◆ Problem:
With the pictures left out, return exactly the lines from the one containing "For the evaluation set, tag each instance of the white table" through the end of the listing below.

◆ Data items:
——

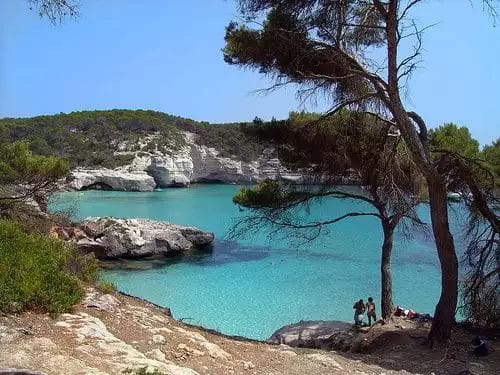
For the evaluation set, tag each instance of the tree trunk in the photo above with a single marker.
(445, 309)
(385, 268)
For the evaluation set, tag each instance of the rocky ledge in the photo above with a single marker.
(189, 164)
(112, 238)
(117, 334)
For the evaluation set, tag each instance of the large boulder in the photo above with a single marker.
(310, 334)
(111, 238)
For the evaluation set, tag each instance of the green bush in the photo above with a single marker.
(39, 272)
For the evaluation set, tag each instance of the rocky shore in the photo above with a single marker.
(113, 238)
(191, 164)
(117, 334)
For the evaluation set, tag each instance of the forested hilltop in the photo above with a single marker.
(94, 138)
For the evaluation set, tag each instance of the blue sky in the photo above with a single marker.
(165, 55)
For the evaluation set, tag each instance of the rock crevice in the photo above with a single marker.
(190, 164)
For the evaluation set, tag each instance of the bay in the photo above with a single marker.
(250, 287)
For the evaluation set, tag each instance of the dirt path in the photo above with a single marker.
(110, 334)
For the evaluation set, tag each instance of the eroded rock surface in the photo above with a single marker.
(189, 164)
(112, 238)
(110, 334)
(310, 334)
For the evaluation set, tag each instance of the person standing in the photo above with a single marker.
(359, 310)
(370, 311)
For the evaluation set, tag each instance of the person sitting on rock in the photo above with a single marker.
(370, 311)
(359, 310)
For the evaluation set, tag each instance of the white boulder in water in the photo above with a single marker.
(111, 238)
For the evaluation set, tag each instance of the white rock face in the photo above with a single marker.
(192, 163)
(111, 179)
(111, 238)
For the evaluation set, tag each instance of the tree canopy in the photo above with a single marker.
(450, 137)
(327, 47)
(24, 176)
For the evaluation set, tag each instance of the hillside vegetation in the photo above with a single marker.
(95, 138)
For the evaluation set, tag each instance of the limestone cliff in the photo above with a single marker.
(190, 164)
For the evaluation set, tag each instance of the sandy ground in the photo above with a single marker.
(113, 334)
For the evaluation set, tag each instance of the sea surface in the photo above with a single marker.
(252, 286)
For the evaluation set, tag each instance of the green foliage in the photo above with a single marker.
(94, 138)
(452, 138)
(40, 272)
(491, 155)
(19, 166)
(232, 140)
(142, 371)
(106, 287)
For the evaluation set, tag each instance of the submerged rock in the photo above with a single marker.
(309, 334)
(111, 238)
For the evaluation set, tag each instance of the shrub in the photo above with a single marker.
(40, 272)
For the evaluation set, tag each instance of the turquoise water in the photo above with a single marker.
(254, 286)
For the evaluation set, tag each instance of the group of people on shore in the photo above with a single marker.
(360, 308)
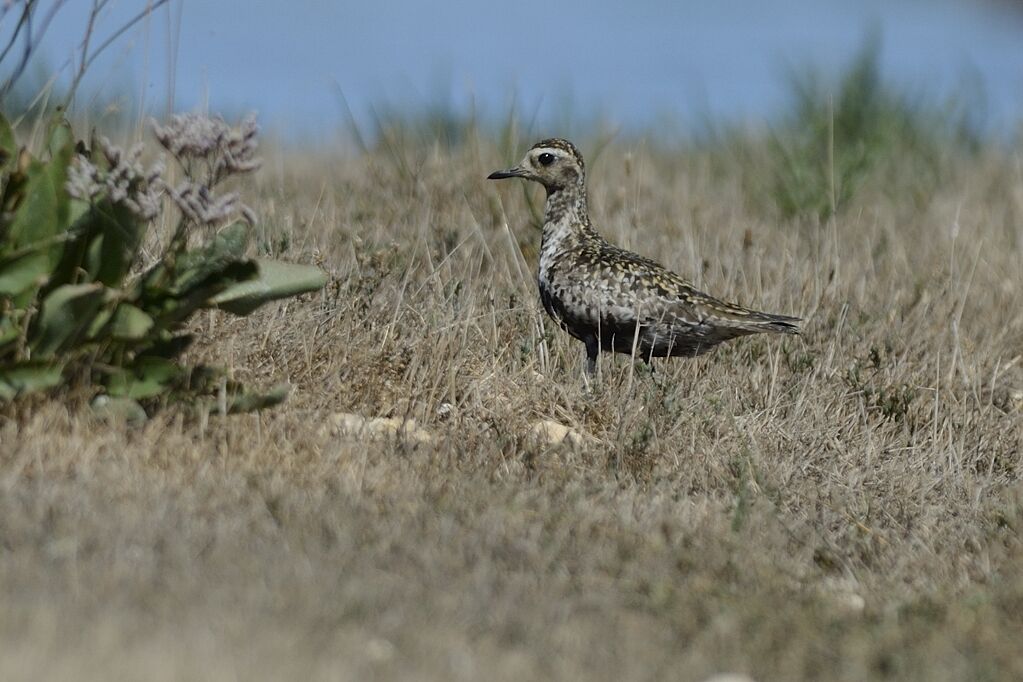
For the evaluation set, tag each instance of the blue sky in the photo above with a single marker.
(631, 63)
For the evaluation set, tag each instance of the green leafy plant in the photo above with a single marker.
(81, 304)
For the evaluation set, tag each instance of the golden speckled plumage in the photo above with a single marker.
(612, 299)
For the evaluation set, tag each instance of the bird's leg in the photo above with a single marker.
(592, 350)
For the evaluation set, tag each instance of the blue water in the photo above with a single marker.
(632, 64)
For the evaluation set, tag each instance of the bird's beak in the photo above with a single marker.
(517, 172)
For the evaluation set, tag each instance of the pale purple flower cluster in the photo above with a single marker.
(197, 142)
(195, 139)
(125, 181)
(193, 136)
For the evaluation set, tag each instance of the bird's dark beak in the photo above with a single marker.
(510, 173)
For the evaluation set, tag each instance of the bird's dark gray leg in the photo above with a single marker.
(592, 350)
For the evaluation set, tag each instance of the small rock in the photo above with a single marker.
(554, 433)
(356, 424)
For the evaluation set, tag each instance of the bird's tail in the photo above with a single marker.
(782, 324)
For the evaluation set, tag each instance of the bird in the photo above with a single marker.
(611, 299)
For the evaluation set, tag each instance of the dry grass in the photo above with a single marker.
(844, 505)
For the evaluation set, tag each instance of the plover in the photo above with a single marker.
(611, 299)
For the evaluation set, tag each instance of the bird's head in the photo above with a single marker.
(556, 164)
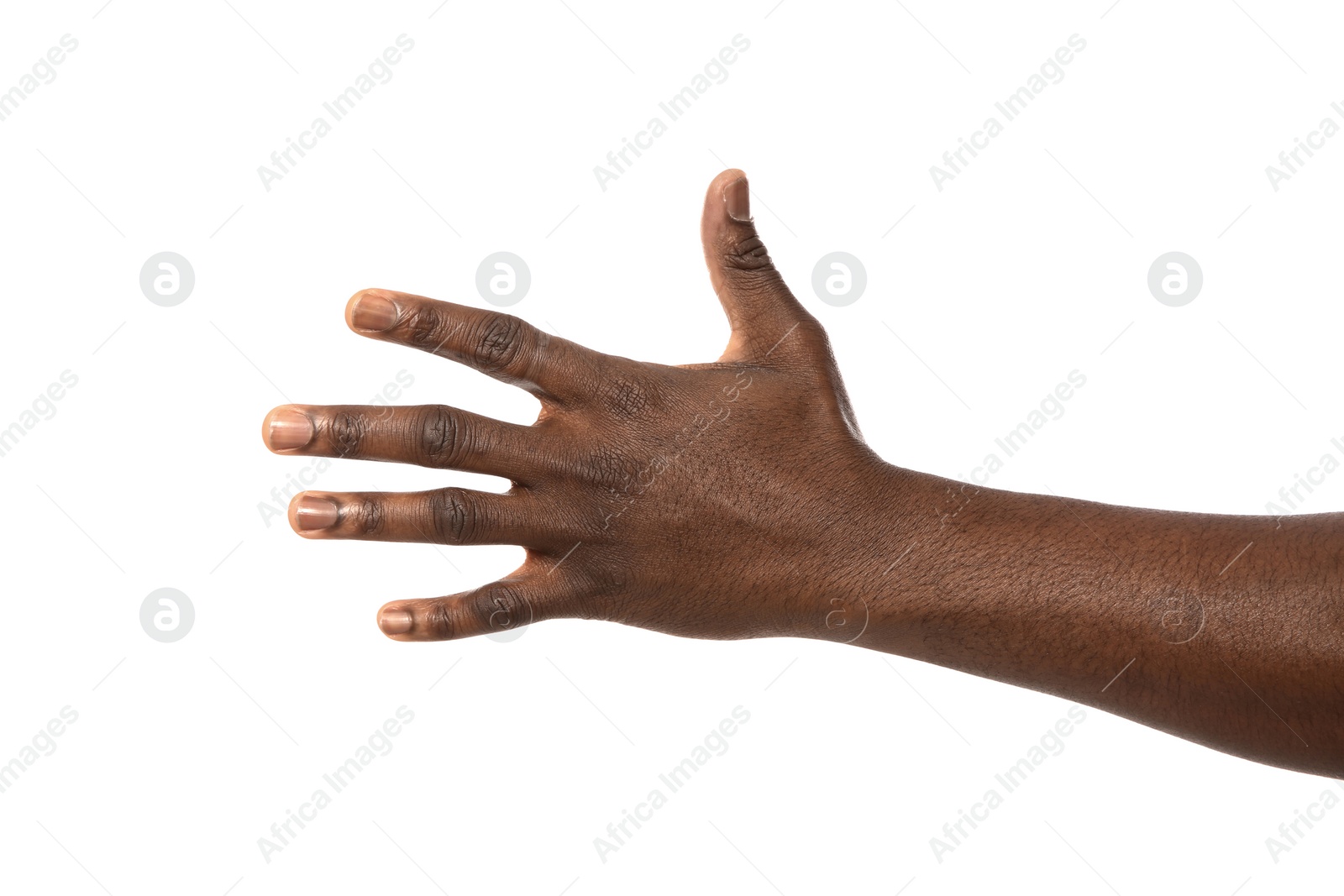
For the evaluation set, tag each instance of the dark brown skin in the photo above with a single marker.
(738, 500)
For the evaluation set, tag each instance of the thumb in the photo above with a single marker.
(763, 312)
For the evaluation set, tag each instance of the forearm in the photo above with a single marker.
(1221, 629)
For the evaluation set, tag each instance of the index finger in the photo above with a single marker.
(494, 343)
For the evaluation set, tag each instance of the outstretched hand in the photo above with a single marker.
(711, 500)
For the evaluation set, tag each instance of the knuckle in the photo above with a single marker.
(427, 327)
(443, 436)
(608, 469)
(452, 516)
(749, 255)
(371, 517)
(499, 607)
(347, 432)
(437, 621)
(501, 343)
(627, 398)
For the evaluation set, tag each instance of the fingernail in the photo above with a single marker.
(316, 513)
(374, 312)
(289, 429)
(738, 201)
(394, 621)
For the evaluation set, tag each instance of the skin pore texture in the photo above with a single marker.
(737, 499)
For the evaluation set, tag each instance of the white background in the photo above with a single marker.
(1028, 265)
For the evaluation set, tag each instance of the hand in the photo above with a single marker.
(710, 500)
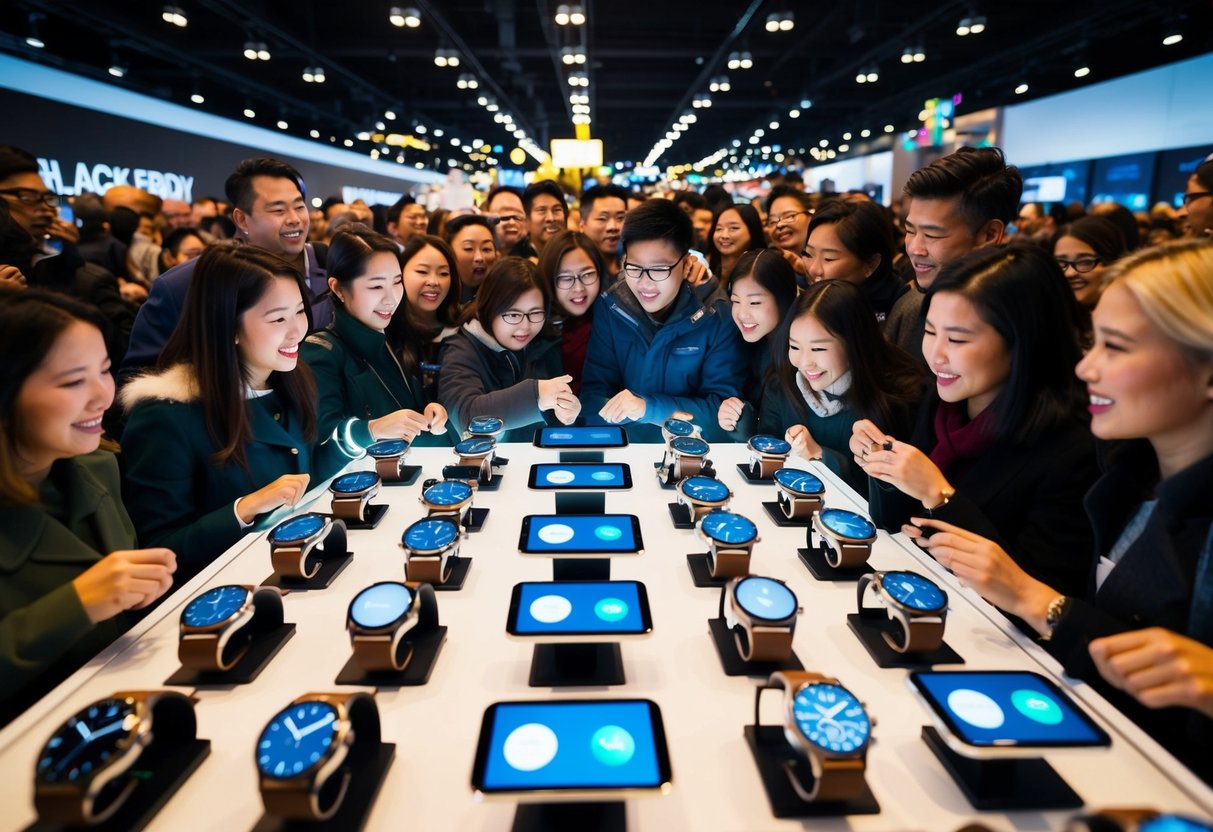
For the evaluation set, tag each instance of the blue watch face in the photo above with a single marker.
(913, 591)
(764, 444)
(215, 605)
(728, 528)
(830, 717)
(380, 604)
(354, 483)
(388, 448)
(297, 529)
(848, 524)
(764, 598)
(296, 739)
(430, 535)
(689, 445)
(799, 482)
(86, 741)
(448, 493)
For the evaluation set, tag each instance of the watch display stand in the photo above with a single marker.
(1003, 785)
(366, 771)
(576, 666)
(776, 762)
(163, 771)
(732, 660)
(870, 628)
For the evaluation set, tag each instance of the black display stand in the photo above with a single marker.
(576, 665)
(602, 816)
(776, 762)
(426, 648)
(262, 649)
(158, 780)
(733, 662)
(870, 630)
(366, 773)
(1003, 785)
(815, 562)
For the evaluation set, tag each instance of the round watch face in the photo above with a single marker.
(215, 605)
(299, 529)
(86, 741)
(430, 535)
(380, 604)
(354, 483)
(773, 445)
(296, 740)
(830, 717)
(913, 591)
(766, 598)
(728, 528)
(448, 493)
(799, 482)
(847, 524)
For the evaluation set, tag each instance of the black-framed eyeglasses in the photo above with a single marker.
(654, 273)
(30, 197)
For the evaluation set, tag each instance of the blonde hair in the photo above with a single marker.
(1174, 285)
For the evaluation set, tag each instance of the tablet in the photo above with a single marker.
(984, 713)
(571, 748)
(557, 535)
(579, 611)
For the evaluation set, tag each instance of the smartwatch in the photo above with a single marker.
(216, 626)
(799, 493)
(87, 768)
(294, 545)
(388, 455)
(351, 493)
(428, 546)
(379, 619)
(916, 603)
(761, 611)
(846, 537)
(767, 455)
(830, 728)
(702, 494)
(305, 753)
(730, 539)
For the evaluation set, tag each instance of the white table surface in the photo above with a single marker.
(716, 784)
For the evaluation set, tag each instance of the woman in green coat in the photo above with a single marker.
(67, 546)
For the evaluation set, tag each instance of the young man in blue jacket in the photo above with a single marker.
(658, 347)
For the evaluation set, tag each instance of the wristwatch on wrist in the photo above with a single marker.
(382, 615)
(846, 537)
(799, 493)
(830, 728)
(916, 603)
(294, 545)
(306, 752)
(351, 493)
(767, 455)
(216, 626)
(428, 546)
(761, 611)
(388, 455)
(730, 539)
(87, 768)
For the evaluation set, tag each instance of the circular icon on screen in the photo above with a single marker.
(1037, 707)
(530, 747)
(551, 609)
(975, 708)
(613, 746)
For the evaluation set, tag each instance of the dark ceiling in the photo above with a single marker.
(647, 63)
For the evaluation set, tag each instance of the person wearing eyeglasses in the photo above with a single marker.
(658, 347)
(505, 360)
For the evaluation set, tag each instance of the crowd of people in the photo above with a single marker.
(1025, 392)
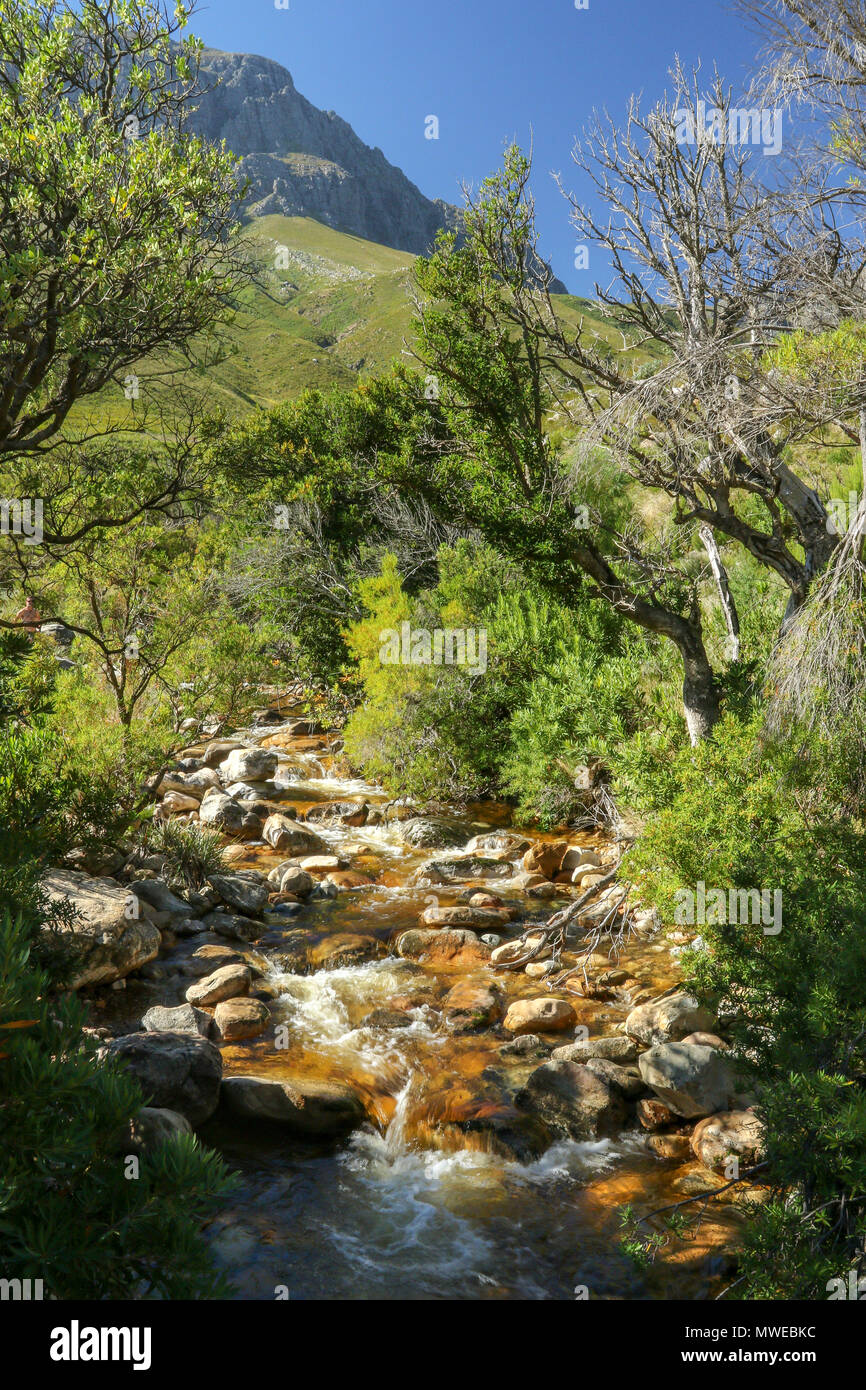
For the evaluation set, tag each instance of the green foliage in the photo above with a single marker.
(192, 852)
(741, 815)
(116, 221)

——

◆ Solution for this task:
For the evaluation set, tag each instance of the white table surface in the photo above with a single marker.
(716, 784)
For the evaluation set, tag each instance of the woman in green coat in the photo above with a single marker.
(67, 546)
For the evaluation set, tag each instance of the young man in blue jacket in the photo above with a single marker.
(658, 347)
For the evaluation set, tag each instance of the wristwatch on wrist in the photo above with a single marker.
(382, 615)
(846, 537)
(799, 493)
(830, 728)
(916, 603)
(294, 545)
(306, 752)
(351, 493)
(767, 455)
(216, 626)
(428, 546)
(761, 611)
(388, 455)
(730, 539)
(87, 768)
For the evaluation set, tag each instance of the circular icon on screen in the photo above with a single marker.
(1037, 707)
(530, 747)
(551, 609)
(975, 708)
(613, 746)
For the evaluation set, tag each instance of the dark ceiling in the photo above with a single marker.
(647, 63)
For the evaluation set, tag each instance of the person wearing eyeglasses in the photo above with a single marker.
(658, 347)
(505, 360)
For the evaluation set, tag each instance of the crowd of people in the photo above with a single marker.
(1025, 392)
For the evaluation set, tag each instance of the green foliage in the photo above with a single marker.
(192, 852)
(741, 815)
(116, 221)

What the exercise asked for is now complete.